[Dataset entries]
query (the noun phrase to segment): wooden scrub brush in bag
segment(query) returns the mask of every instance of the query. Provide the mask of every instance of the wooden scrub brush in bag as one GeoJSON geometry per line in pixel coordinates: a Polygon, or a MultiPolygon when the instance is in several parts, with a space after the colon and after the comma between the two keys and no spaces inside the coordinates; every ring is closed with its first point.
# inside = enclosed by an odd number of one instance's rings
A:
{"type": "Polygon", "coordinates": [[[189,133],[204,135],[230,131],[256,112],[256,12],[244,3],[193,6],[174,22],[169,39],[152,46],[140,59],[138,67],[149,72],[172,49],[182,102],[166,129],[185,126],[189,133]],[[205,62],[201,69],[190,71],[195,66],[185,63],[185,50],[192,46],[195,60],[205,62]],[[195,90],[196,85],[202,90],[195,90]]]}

## EXERCISE PROMPT
Pull out each line of the rows above that contains the string "brush".

## FULL SOLUTION
query (the noun phrase to segment): wooden scrub brush in bag
segment(query) returns the mask of every instance of the query. Provide the mask of every instance of the wooden scrub brush in bag as one GeoJSON geometry per line in pixel coordinates: a Polygon, or a MultiPolygon when the instance is in several parts, with a space after the colon and after the comma between the two keys and no spaces inside the coordinates; every ring is closed with its first point.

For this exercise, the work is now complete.